## DOCUMENT EXTRACT
════════════════

Scott-Brown’s essay effectively emphasises several key points. She observes the theatrical and deliberately crafted nature of Samuel’s “people’s historian” persona—his “iron resolution” hidden behind a “deliberately dozy and slightly dotty front,” as Sheila Rowbotham noted. She also examines the contradictions between Samuel’s professed egalitarian ideals and his actual behaviours: for example, overriding Ruskin students’ choices on Workshop themes, staging the 1979 confrontation between E.P. Thompson, Stuart Hall, and Richard Johnson like a theatrical director, and employing charm and tactics where his theoretical authority was lacking. These insights are important corrections to the often romanticised views of Samuel’s legacy.
She correctly traces Samuel’s organising style back to the culture of the Stalinist Communist Party of Great Britain (CPGB), highlighting the Popular Front approach of persuasion—prioritising "friendly persuasion over theoretical cudgelling.” However, the article stops short of extracting the essential political implications of this insight. From a Marxist and Trotskyist perspective, Samuel’s involvement with the CPGB isn’t just a biographical detail but rather the key political environment that shaped his entire intellectual path.
I. The CPGB Historians’ Group and the Popular Front Tradition
The Communist Party Historians’ Group, which educated Samuel alongside notable figures like Christopher Hill, E.P. Thompson, Eric Hobsbawm, and Rodney Hilton, was deeply influenced by Stalinist politics. Ann Talbot noted that Hill's “people’s history” approach, promoted by the CPGB, was more than just an academic tradition; it served as a political tool aligned with Popular Front ideology. This approach offered a democratic facade for a political stance that placed the working class under the control of the "progressive” sections of the bourgeoisie and justified the international repression of revolutionary Marxists.
A.L. Morton’s People’s History of England, the key work of the genre that Samuel inherited, intentionally downplayed the class aspects of historical struggles, blending them into a unified national-popular story. This nationalist skew was deliberate, driven by the CPGB’s focus on forming cross-class alliances. Even after Samuel left the Party in 1956, his “people’s history” continued to reflect this distortion.
Scott-Brown observes that many in Samuel’s generation left the CPGB following the Soviet invasion of Hungary. However, she does not mention that the most ideologically committed members joined the Trotskyist movement. Those who moved towards the New Left, including Samuel, retained the core political flaw of Stalinism: their rejection of an independent working-class political agenda in favour of a broad, pluralist, cross-class cultural movement.
II. Thompson, Althusser, and the Retreat from Marxism
Scott-Brown regards the clash between Thompson’s “socialist humanism” and the Althusserian structuralism of Hall and Johnson as the key theoretical controversy of that era. From a Trotskyist perspective, this debate was essentially a retreat from Marxism.

════════════════

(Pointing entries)

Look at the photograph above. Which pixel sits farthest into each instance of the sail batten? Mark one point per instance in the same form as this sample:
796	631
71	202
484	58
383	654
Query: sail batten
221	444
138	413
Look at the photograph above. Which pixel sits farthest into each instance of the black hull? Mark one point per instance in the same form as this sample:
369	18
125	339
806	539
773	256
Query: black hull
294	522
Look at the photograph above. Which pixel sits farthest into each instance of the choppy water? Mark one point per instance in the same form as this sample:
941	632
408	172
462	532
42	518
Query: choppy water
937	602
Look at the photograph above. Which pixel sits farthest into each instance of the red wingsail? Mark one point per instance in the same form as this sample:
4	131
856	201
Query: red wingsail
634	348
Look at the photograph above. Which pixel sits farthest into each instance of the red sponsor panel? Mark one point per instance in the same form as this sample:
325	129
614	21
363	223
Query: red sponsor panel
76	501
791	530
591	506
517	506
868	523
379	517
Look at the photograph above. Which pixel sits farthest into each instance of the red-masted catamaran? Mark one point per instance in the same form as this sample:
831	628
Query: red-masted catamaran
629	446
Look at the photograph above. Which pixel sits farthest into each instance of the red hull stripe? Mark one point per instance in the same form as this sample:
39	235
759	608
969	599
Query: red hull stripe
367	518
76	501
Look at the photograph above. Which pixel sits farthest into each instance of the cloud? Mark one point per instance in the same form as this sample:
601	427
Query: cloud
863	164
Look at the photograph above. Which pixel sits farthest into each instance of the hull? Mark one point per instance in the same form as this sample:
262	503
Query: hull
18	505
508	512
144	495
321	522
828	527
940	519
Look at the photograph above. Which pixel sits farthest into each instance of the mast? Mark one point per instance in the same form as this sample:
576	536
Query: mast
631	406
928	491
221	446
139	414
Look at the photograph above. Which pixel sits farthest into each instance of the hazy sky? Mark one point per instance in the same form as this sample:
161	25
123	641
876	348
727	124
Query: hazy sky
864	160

════════════════

## JOB A
According to the critique of Samuel's "people's history," in what year did Samuel leave the Party?
## JOB B
Pick up the critique of Samuel's "people's history" and continue it from its last sentence.

## TASK ANSWER A
1956

## TASK ANSWER B
Thompson’s *Making of the English Working Class* is a truly brilliant work, but his idea of "socialist humanism” marked a retreat into empiricism, moralism, and eventually a nationalist view of working-class history. His polemic *The Poverty of Theory* argued for English empiricism against Continental theory, not scientific Marxism against idealism. Meanwhile, Althusserianism reduced class struggle to structuralist abstraction.
Samuel’s refusal to choose between these positions—his emphasis on “plurality”—was not a genuine compromise but a political dodge. The failure of Workshop 13 in 1979, as vividly detailed by Scott-Brown, was not just bad event management. It revealed the deeper incoherence of a political movement that had forsaken clear programmatic goals and sought to unify conflicting intellectual tendencies through organisational talent and personal charisma.
III. The Democratisation of History and Its Class Content
Samuel’s main initiative—the democratisation of historical practice—aims to empower “ordinary people” to produce their own histories, reflecting a genuine emancipatory goal. He believes that workers should understand their own history, as traditional ruling-class historiography often mystifies and subjugates them. Contributions such as the Ruskin College pamphlets on pit life, narratives from rail workers, and working-class club culture are important examples of this effort.
However, democratisation lacking political clarity risks becoming empty radicalism. Samuel’s idea of a “people’s historian” served more as a cultural stand-in for revolutionary political education. The key issue is not just whether workers can write their own history, but whether they can comprehend their role within capitalist society well enough to change it.
The traditional Samuel obstructed this understanding by reducing class analysis to a sort of 'plurality' and favouring cultural populism over political action. By the 1990s, as Scott-Brown observes, he had adapted more to the Thatcherite heritage industry than challenged it. The progression from the Ruskin pamphlets to 'Theatres of Memory' (1994) illustrates this shift. By that time, Samuel had moved from encouraging workers to investigate their own exploitation to praising popular historical entertainment—such as period dramas, country houses, and ‘retrochic'—as ways of creating history. Richard Hoggart’s comment that the book was created by a “traumatised Marxist” is harsh, but it holds some truth.
IV. Memory as a Substitute for Politics
Samuel’s shift to memory studies was more a political response than an intellectual breakthrough. When history is viewed as a cultural activity rather than a scientific analysis of class society, it becomes impossible to differentiate between progressive and reactionary historical views. If all “meaning-making about the past” holds equal validity, then miners’ oral histories and the National Trust’s curated nostalgia are seen as comparable.
This marks Samuel’s conception of pluralism: a theoretical approach where the working class and the bourgeoisie are seen as equal contributors to memory, rather than as opposing classes in conflict. The working class is viewed as a remembering subject, not just a resisting one. The past transforms into a space for identity formation rather than a field for critique. History turns into a theatrical stage rather than a purely scientific discipline.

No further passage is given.